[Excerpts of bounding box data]
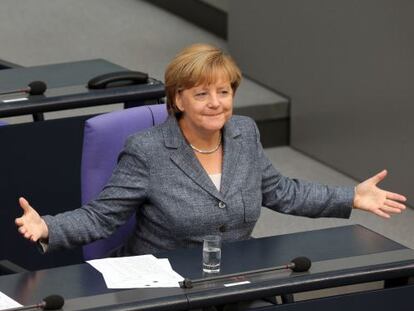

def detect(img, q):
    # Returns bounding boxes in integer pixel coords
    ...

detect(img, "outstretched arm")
[15,198,49,242]
[354,170,407,218]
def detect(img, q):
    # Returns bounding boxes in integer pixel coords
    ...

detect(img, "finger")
[19,197,32,213]
[14,217,24,227]
[370,170,388,185]
[374,209,391,219]
[381,205,401,214]
[384,200,406,210]
[386,191,407,202]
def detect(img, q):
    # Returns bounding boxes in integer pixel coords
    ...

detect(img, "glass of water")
[203,235,221,273]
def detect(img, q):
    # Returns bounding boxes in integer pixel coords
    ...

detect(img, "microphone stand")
[178,262,295,288]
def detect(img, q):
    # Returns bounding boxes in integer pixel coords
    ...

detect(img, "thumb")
[19,197,32,214]
[371,170,388,185]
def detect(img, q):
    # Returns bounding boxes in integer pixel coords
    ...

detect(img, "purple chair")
[81,104,167,260]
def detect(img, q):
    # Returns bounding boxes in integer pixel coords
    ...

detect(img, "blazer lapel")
[221,120,241,196]
[163,116,223,200]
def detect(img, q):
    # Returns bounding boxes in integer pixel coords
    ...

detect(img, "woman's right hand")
[14,198,49,242]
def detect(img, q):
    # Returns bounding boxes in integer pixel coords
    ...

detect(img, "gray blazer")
[44,116,354,255]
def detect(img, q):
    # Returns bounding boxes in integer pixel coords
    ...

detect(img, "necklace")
[190,133,221,154]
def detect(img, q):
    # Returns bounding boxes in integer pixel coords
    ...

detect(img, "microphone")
[0,81,47,95]
[5,295,65,311]
[288,257,312,272]
[178,257,312,288]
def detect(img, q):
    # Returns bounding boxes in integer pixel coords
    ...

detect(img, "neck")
[179,121,221,150]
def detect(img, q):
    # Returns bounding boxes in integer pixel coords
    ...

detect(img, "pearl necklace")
[190,133,221,154]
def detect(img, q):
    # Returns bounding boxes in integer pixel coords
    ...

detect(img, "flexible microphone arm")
[178,257,312,288]
[4,295,65,311]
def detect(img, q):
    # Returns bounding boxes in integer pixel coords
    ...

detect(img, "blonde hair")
[165,44,242,117]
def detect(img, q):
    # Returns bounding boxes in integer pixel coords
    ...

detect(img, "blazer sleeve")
[43,137,149,251]
[255,125,354,218]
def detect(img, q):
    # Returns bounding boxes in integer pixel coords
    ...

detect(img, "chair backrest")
[81,104,167,260]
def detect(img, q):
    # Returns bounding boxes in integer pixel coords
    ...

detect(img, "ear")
[175,92,184,112]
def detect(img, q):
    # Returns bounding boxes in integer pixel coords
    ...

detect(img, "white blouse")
[208,173,221,191]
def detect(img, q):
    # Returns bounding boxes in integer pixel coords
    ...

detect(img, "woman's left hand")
[354,170,407,218]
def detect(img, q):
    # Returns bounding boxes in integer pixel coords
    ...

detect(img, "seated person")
[15,44,406,256]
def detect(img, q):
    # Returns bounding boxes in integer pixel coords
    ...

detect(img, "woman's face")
[176,78,233,132]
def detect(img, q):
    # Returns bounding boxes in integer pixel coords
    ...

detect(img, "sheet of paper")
[87,255,183,288]
[0,292,22,310]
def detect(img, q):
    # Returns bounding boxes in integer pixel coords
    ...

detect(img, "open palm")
[354,170,407,218]
[15,198,49,242]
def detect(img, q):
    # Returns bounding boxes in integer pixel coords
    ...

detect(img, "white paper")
[0,292,22,310]
[87,255,183,289]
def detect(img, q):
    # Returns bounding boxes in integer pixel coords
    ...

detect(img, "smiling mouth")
[205,113,222,117]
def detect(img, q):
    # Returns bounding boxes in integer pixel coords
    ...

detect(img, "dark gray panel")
[229,0,414,202]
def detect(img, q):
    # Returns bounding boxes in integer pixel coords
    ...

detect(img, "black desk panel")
[0,225,414,310]
[0,59,165,117]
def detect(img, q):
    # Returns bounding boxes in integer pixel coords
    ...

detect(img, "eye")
[219,90,230,96]
[195,92,207,98]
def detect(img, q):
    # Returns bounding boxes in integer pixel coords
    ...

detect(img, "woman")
[16,44,406,255]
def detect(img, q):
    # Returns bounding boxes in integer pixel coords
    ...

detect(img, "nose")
[208,93,221,109]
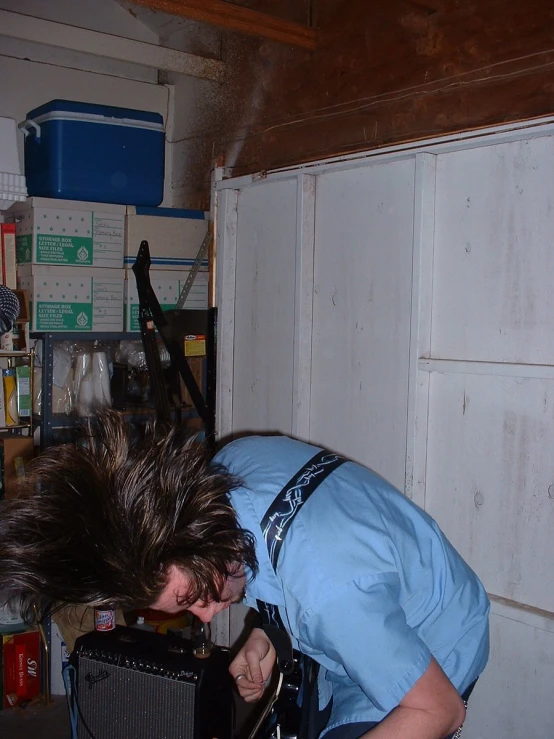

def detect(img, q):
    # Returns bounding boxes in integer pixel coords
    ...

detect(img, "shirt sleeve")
[301,573,431,713]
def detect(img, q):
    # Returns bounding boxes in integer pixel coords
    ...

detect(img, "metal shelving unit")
[0,349,35,436]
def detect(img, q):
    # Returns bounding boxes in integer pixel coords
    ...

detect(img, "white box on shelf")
[125,270,209,331]
[125,205,208,270]
[0,117,27,210]
[17,265,125,333]
[8,198,125,269]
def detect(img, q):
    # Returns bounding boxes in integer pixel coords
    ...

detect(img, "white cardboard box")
[8,198,125,269]
[125,270,208,331]
[17,265,125,332]
[125,206,208,270]
[50,620,69,695]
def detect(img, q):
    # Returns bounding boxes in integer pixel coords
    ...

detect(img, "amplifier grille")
[77,657,196,739]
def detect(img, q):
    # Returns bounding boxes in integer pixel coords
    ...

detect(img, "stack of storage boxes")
[4,100,208,332]
[10,198,125,332]
[125,206,208,331]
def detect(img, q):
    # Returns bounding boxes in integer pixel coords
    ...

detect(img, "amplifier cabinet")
[71,626,234,739]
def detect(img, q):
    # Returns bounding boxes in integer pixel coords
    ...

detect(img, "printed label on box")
[19,267,125,331]
[16,208,125,268]
[35,300,92,331]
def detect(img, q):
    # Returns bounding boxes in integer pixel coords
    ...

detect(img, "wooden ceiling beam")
[131,0,317,51]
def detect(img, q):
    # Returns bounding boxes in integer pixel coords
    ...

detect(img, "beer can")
[94,608,115,631]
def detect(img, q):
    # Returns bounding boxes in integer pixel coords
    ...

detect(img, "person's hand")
[229,629,277,703]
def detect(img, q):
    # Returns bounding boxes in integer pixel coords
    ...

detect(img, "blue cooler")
[19,100,165,206]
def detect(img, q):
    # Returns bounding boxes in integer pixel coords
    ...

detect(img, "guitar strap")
[257,449,346,735]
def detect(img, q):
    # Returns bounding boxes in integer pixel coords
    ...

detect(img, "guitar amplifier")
[71,626,234,739]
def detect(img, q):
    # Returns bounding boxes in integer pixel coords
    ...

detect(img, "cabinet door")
[217,177,298,436]
[310,158,415,489]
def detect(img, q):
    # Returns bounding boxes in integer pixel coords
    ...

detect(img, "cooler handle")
[18,119,40,139]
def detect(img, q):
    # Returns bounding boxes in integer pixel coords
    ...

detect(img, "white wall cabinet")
[217,121,554,739]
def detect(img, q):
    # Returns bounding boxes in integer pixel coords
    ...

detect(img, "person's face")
[151,565,246,623]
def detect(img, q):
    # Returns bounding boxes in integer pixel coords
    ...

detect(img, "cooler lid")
[27,100,163,127]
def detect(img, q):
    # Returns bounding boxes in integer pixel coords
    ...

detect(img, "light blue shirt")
[215,436,489,730]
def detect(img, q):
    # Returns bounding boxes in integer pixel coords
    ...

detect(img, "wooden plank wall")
[212,0,554,182]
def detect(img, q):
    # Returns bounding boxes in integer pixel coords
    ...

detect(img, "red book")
[2,631,40,708]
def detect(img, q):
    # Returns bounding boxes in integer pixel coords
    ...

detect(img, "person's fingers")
[235,673,265,702]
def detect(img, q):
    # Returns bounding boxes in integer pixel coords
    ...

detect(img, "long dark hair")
[0,411,257,620]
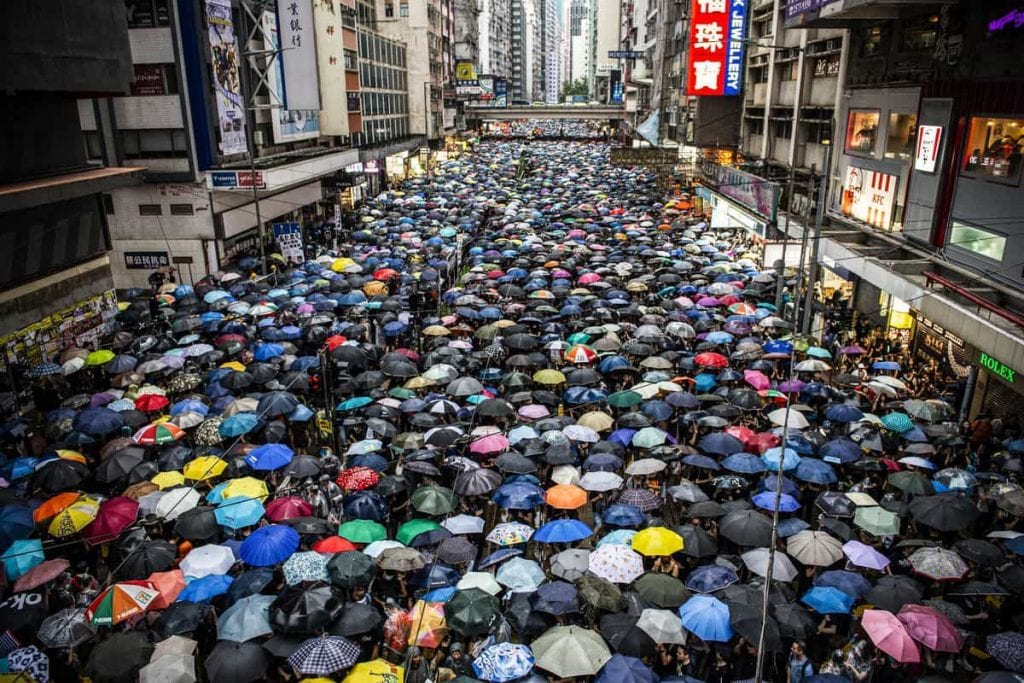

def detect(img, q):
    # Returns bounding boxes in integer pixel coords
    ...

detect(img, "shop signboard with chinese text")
[278,0,319,112]
[206,0,247,156]
[686,0,748,96]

**Direction**
Without including the pictures, reproduce all entries exactly.

**Response to the exercise**
def detect(img, q):
    # Returns bounding boxes in integer pixel coords
    ...

detect(img, "outstretched arm")
[15,198,49,242]
[354,170,407,218]
def detect(img, q):
    # Returns bounding boxes in integer pixel coords
    ...

detect(img, "finger")
[19,197,32,213]
[14,217,24,227]
[370,170,388,185]
[374,209,391,219]
[381,205,401,214]
[384,200,406,210]
[386,191,407,202]
def detect(img, q):
    # Returns bounding boxes in integer pixel coords
    ...

detect(img, "glass of water")
[203,235,221,273]
def detect(img, q):
    # Returns bounding boxes in integer pixel coords
    ...

detect(img, "microphone stand")
[178,262,295,288]
def detect(img, q):
    # Returns bounding boxes in integer pixel coords
    ...

detect(img, "thumb")
[19,197,32,214]
[371,170,388,185]
def detect(img, q):
    # Returns bounding boxes in integer pixel coords
    ...

detect(img, "purple chair")
[81,104,167,260]
def detect(img, q):
    # Returns bounding boxes in integer pixel coords
    ...

detect(img, "blazer lapel")
[221,120,241,196]
[163,116,223,200]
def detect(img, q):
    # Returns bounding boxes in integer pixel coords
    ...

detect(img, "woman's right hand")
[14,198,49,242]
def detect(img, q):
    # Returns bounding boxes in integer pixel coords
    ...

detect(img, "gray blazer")
[44,116,354,255]
def detect(img, q):
    # Returns bounding boxes in integer pixel coords
    ...

detect(img, "necklace")
[190,133,221,154]
def detect(img, q):
    # Returns bounding boxes in integer pixel coords
    ...

detect(img, "microphone")
[0,81,47,95]
[5,295,65,311]
[288,257,312,272]
[178,257,312,288]
def detect(img, q):
    # Returns bounding boxes in integer pixel coords
    ...

detect(img, "neck")
[179,121,221,150]
def detect(img, q):
    # Returns bounding boxes in integer pixel coords
    ...

detect(img, "pearl necklace")
[190,133,221,154]
def detect(img, q):
    # Returns bounding boxes in integer pixel coords
    ...

detect(img, "flexible microphone arm")
[178,257,312,288]
[4,295,65,311]
def detect(img, q):
    # Returns bounding boxes in integer pixel coords
    ...

detect(img, "blonde hair")
[165,44,242,117]
def detect(img, q):
    # Returns bounding boxes in integer pixel coords
    ...

detect(img, "blazer sleeve")
[43,137,149,251]
[255,125,354,218]
def detect(img, q):
    # Returns bounding boxes in integer pixel coords
    ...

detect(img, "chair backrest")
[81,104,167,260]
def detect(img, q):
    # Returns bounding boxes in integer pixel coords
    ...

detect(img, "ear")
[175,92,184,112]
def detect(img, q):
    # Returns bounding boxes in integer pixel coords
    ...

detect(img, "white blouse")
[208,173,221,191]
def detect(img, q):
    # Returns bounding boxes in integer pixel coords
    ...

detect(img, "woman's left hand")
[354,170,407,218]
def detect(img, q):
    # Returns bounding boxes in integer pixel coords
    ...

detect(img, "seated person")
[15,44,406,256]
def detect(img, q):
    # Returns bounding boxes in integer pixel coords
    ...

detect(img, "woman's face")
[176,78,233,132]
def detect(img, q):
    # Returns bounding boxes in integer pixel coords
    ...

detect(img, "sheet of paper")
[87,255,183,288]
[0,292,22,310]
def detect(img, q):
    # Returns bounding boxes in integer pixel coords
    ...

detect(img, "open palm")
[354,170,407,218]
[15,198,49,242]
def detect(img, q):
    # Returns bounding boxes in integer pixel coords
    ...

detect(img, "white paper")
[0,292,22,310]
[87,255,183,289]
def detect(img, q):
    # Returns bounding boxes in integer pixel coords
    ...

detect(img, "smiling mouth")
[205,113,222,117]
def detect(img, q):
    # Returns bounding boxes in integer pixel coords
    ...

detect(img, "dark gray panel")
[229,0,414,202]
def detect(img, q):
    # Returns bounding boxes in integer pixel coords
    ...

detect(img, "black desk panel")
[0,225,414,310]
[0,59,165,117]
def detect(img, q):
    # Returns bounding boxes in integer pixel coords
    ...

detect(img, "eye")
[219,90,230,96]
[195,92,207,98]
def detect(img, q):
    # Returns bounding boxes in integer pixel coords
    ...

detect(img, "woman")
[16,44,406,255]
def detect(img, q):
    # Returns bounding boxes in integer pixel coords
    ...

detect(img, "nose")
[208,93,221,109]

def detect(img, q):
    # Returns bounding boxes in integer pixel coords
    ...

detect(img, "shirt sleeve")
[301,573,431,713]
def detect(img, q):
    # Returns bounding boxes in integer pixel coords
    ...

detect(img, "metal shelving unit")
[0,349,35,436]
def detect(img, q):
    # Returns bounding boxes in integer pixel coords
    ...

detect(img, "white box on shelf")
[125,270,209,331]
[125,205,208,270]
[0,117,27,210]
[17,265,125,333]
[8,198,125,269]
def detect(img, q):
    # Returns bounding boxes in integer pixel coords
    ...

detect(img, "white cardboard box")
[8,198,125,269]
[125,270,208,331]
[17,265,125,332]
[125,206,208,270]
[50,620,69,695]
def detect(img, q):
    # Returns bounding boxes in integer pixel coords
    ...

detect(img, "amplifier grille")
[77,657,196,739]
def detect(img, q):
    # Returns bounding boxes in integer pixel coords
    ...

detect(img, "stack of storage boxes")
[4,100,208,332]
[10,198,125,332]
[125,206,208,331]
def detect(img, q):
    # Returns bounding boxes in integer pixel coords
    ...

detect(img, "amplifier cabinet")
[71,626,234,739]
def detect(img, q):
    # Returns bounding boxes in integer pixel coords
    ...

detect(img, "printed label on box")
[19,267,125,331]
[16,208,125,268]
[35,300,92,331]
def detect(img, q):
    # Returns bounding boxes in integer pixel coords
    ...

detect(img, "wooden ceiling beam")
[131,0,317,51]
def detect(img, q):
    # Returns bounding boxes in integer pixel coords
    ...

detect(img, "beer can")
[94,608,115,631]
def detect(img, q):
    # Returns bounding boxes in integer pixel coords
    ...

detect(img, "person's hand")
[229,629,277,703]
def detect(img, q):
    # Returns bounding boxes in integer pixel coords
    ...

detect(img, "blue cooler")
[19,100,165,206]
def detect(img, q):
    # Returns bounding boxes in integer pixel coords
    ...

detect(img, "guitar strap")
[257,449,346,735]
def detect(img, q):
    # Returns bounding boxes in integer pixel coords
    ...

detect(img, "guitar amplifier")
[71,626,234,739]
def detect(img, q):
    # Returns bounding boxes in integer pixel coords
    ...

detect(img, "cabinet door")
[217,177,298,436]
[310,158,415,489]
def detect(img, q):
    # Returns bounding boxes in integer pixel coords
    ...

detect(img, "cooler handle")
[18,119,40,139]
def detect(img, q):
    # Returns bounding boxes in integer pixel coords
    ...

detect(img, "white wall cabinet")
[217,121,554,739]
def detect(img, q):
    # Returns bounding boxes in integer pixel coords
    ...

detect(img, "person's face")
[151,565,246,623]
def detect(img, q):
    # Returns bounding boxes in integer pixel coords
    ...

detect(img, "cooler lid")
[27,100,163,127]
def detect(img, q):
    # Returns bounding boxes in integer pixel coords
    ...

detect(img, "light blue shirt")
[215,436,489,730]
def detect(img, q):
    # Returns bounding boxes in integer pixel coords
    ...

detect(img, "wooden plank wall")
[212,0,554,182]
def detect(img, q):
    # Returns bounding boxes in integer pixel coords
    ...

detect(img, "red book")
[2,631,40,708]
def detect(img, q):
    # Returns bounding boxes in integer pixel coords
    ...

detect(img, "person's fingers")
[235,673,265,702]
def detect(img, q):
    # Returns bounding boxes in integer pixel coords
    ...

detect(img, "long dark hair")
[0,411,257,620]

def detect(img, q):
    # Returns bounding boxes in integer pixel coords
    ...

detect(img, "shop signboard with chinese text")
[278,0,319,112]
[206,0,247,156]
[686,0,748,96]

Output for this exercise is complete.